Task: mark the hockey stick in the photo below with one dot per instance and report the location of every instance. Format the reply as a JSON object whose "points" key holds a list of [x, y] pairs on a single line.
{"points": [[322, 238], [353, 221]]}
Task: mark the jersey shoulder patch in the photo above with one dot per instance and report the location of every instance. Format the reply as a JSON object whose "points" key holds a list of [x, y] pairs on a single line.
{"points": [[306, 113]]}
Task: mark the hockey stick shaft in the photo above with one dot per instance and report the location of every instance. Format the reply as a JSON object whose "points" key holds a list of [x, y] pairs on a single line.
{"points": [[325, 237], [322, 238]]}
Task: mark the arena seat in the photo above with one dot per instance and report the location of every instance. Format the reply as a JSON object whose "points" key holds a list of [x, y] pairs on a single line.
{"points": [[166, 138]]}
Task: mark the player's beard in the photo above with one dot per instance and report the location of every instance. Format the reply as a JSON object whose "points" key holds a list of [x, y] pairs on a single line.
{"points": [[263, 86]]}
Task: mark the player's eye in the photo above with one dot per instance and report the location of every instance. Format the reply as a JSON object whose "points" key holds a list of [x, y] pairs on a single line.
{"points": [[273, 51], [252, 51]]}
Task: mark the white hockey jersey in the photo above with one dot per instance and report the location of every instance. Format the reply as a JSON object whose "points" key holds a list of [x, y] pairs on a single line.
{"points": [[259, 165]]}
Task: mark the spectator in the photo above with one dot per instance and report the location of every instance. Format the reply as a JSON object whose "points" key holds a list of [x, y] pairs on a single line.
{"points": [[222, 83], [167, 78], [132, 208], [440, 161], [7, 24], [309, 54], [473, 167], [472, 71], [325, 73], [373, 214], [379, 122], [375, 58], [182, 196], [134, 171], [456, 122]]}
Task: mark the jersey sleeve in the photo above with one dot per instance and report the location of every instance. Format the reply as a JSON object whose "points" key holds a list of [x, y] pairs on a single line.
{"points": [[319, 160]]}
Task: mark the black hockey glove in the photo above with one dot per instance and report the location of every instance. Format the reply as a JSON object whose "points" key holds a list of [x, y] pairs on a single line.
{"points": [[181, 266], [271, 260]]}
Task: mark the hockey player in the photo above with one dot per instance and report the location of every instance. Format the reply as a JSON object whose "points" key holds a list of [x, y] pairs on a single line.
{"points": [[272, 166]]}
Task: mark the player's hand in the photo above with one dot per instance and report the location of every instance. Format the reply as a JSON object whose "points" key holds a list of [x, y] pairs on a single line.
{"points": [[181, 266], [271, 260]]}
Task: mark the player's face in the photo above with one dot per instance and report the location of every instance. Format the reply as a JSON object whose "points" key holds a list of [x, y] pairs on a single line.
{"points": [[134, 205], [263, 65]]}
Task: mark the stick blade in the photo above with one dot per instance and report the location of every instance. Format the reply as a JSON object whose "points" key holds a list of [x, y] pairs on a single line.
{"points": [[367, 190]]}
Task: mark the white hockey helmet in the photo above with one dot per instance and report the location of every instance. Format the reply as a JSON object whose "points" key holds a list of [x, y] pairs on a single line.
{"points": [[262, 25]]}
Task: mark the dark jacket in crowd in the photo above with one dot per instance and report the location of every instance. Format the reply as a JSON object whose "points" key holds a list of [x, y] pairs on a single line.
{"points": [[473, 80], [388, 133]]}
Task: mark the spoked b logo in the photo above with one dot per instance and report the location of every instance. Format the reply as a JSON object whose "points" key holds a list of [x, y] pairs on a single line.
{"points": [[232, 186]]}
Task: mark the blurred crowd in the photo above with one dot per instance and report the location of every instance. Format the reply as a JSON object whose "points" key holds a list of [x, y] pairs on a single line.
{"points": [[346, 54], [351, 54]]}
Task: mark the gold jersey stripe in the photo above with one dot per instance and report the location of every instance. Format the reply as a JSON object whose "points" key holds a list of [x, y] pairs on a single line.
********************
Requirement: Write out the full listing exactly as given.

Result:
Task: mark the hockey stick in the photo below with one dot per instance and report the location of every instance. Format the reply as a JSON object whose "points" key holds a list of [x, y] pairs on a single line.
{"points": [[322, 238], [353, 221]]}
Task: mark the jersey shoulder patch in the photo above with one dot per instance and report the location of every instance. Format the reply as a JSON object whose "points" key holds a list of [x, y] pairs on a single line.
{"points": [[306, 113]]}
Task: mark the hockey stick shaft in the photo above with one dot per instance and report the location of every instance. Format the reply as a JSON object whose "points" key holds a list of [x, y] pairs on a single line.
{"points": [[325, 237], [322, 238]]}
Task: mark the arena seat in the photo above with one dot per instance and report the location of every instance. Format the reply as a JSON object whose "points" key holds a list of [x, y] pairs on a single line.
{"points": [[166, 138]]}
Task: mark the player's beard in the photo above with one dot per instance and report the location of every instance. Format the reply as a JSON object whose "points" key holds a list of [x, y] pairs on a single line.
{"points": [[263, 86]]}
Task: mark the player's eye in the photo above with one dot per instance and report the location of every instance. Format the reply as a JSON object whose "points" key holds a list of [x, y] pairs on a single line.
{"points": [[273, 51], [252, 51]]}
Task: mark the white hockey jersey in the photo above with one dot per instance and report the location of every instance. Format the reply as a JSON object whose "points" key holds a list of [x, y] pairs on a single line.
{"points": [[259, 165]]}
Task: mark the spectator in the photo above with one dot per instance and report the location of every instance. Format the reply as a JSON object whose "points" key holds a list of [x, y] pairs on a single line.
{"points": [[222, 83], [167, 78], [132, 208], [440, 161], [7, 24], [309, 54], [473, 167], [472, 71], [325, 73], [373, 214], [379, 122], [375, 58], [182, 196], [134, 171], [456, 122]]}
Task: mark the jersey sleeve in the photo above with one dot per instance and report the location of every instance. Format the reply as a JSON object whose "points" key holds a list of [x, y] pairs on a single line.
{"points": [[319, 160]]}
Task: mark the black hockey glove in the photo above with one dot per instance and report the location of every instance. Format the reply as a JSON object whose "points" key holds a list of [x, y] pairs on a single line.
{"points": [[181, 266], [271, 260]]}
Task: mark the hockey player in the photo above with one dot per instance and report the location of every instance. Format the reply as a JSON object whose "points" key holds a list of [x, y] pairs on a single line.
{"points": [[272, 166]]}
Task: mark the player's hand in the photo above with one dot per instance and report the location of every instance. Format the reply as a JSON object whose "points" key holds a list of [x, y] pairs on a single line.
{"points": [[181, 266], [271, 260]]}
Task: mark the player's face in the photo above with one dot per instance and report the location of every instance. Format the reply as a JSON object whose "points" key holds a list of [x, y] pairs on a single line.
{"points": [[134, 205], [263, 65]]}
Task: mark the stick blade in the photo above with one dot per instance and report the location of every instance. Format the reply as a JSON object whose "points" key holds a list of [x, y] pairs on a single line.
{"points": [[367, 190]]}
Task: mark the white hockey helmet in the photo above with one dot per instance and report the location of every instance. Format the reply as a JSON object whose "points" key holds a list of [x, y] pairs on a single line.
{"points": [[262, 25]]}
Task: mark the dark jacket in crowd in the photo above with one dot per instance and report the location of every instance. Format the reply as a JSON object whose "points" key holds a list of [x, y] pairs on a single line.
{"points": [[473, 80], [388, 133]]}
Task: mark the spoked b logo in the photo above with one dot per instance and report the location of every instance. Format the reply as a JSON object whose "points" key holds a list of [x, y] pairs on a single line.
{"points": [[232, 186]]}
Task: mark the blurred crowd in the photo above with one dot per instance and report the location of every instance. Format the reply as a JSON object whose "points" key holds a list of [x, y] pairs on a single line.
{"points": [[346, 54], [351, 54]]}
Task: mark the gold jersey stripe in the photo above with one dot per instance and report the location of every instance. Format the reply as a JSON object whose "points" key holds a list of [x, y] pairs on a single line.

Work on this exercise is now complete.